Metadata-Version: 2.4
Name: adlfs
Version: 2026.2.0
Summary: Access Azure Blobs and Data Lake Storage (ADLS) Gen2 with fsspec and dask
Maintainer-email: Greg Hayes <hayesgb@gmail.com>
License: BSD
Keywords: file-system,dask,azure
Classifier: Intended Audience :: Developers
Classifier: License :: OSI Approved :: BSD License
Classifier: Operating System :: OS Independent
Classifier: Programming Language :: Python :: 3.10
Classifier: Programming Language :: Python :: 3.11
Classifier: Programming Language :: Python :: 3.12
Classifier: Programming Language :: Python :: 3.13
Classifier: Programming Language :: Python :: 3.14
Requires-Python: >=3.10
Description-Content-Type: text/markdown
License-File: LICENSE.txt
Requires-Dist: azure-core<2.0.0,>=1.28.0
Requires-Dist: azure-datalake-store<0.1,>=0.0.53
Requires-Dist: azure-identity
Requires-Dist: azure-storage-blob[aio]>=12.17.0
Requires-Dist: fsspec>=2023.12.0
Provides-Extra: docs
Requires-Dist: sphinx; extra == "docs"

### SET EXERCISE A
What minimum Python version does the adlfs metadata require?

### RECORDS PROVIDED
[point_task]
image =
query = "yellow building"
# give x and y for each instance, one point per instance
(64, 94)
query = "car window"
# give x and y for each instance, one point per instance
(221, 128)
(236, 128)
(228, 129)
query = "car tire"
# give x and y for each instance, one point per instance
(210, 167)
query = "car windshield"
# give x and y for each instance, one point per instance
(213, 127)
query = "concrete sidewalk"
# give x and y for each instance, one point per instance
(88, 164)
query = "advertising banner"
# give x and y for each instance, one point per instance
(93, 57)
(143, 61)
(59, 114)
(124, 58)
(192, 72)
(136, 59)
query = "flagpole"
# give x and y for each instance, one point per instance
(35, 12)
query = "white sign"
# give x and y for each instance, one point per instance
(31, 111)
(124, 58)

### SET EXERCISE B
Repeat all the rows above verbatim, from the first row to the last.

### RIGHT ANSWER A
Python 3.10 or later (>=3.10).

### RIGHT ANSWER B
[point_task]
image =
query = "yellow building"
# give x and y for each instance, one point per instance
(64, 94)
query = "car window"
# give x and y for each instance, one point per instance
(221, 128)
(236, 128)
(228, 129)
query = "car tire"
# give x and y for each instance, one point per instance
(210, 167)
query = "car windshield"
# give x and y for each instance, one point per instance
(213, 127)
query = "concrete sidewalk"
# give x and y for each instance, one point per instance
(88, 164)
query = "advertising banner"
# give x and y for each instance, one point per instance
(93, 57)
(143, 61)
(59, 114)
(124, 58)
(192, 72)
(136, 59)
query = "flagpole"
# give x and y for each instance, one point per instance
(35, 12)
query = "white sign"
# give x and y for each instance, one point per instance
(31, 111)
(124, 58)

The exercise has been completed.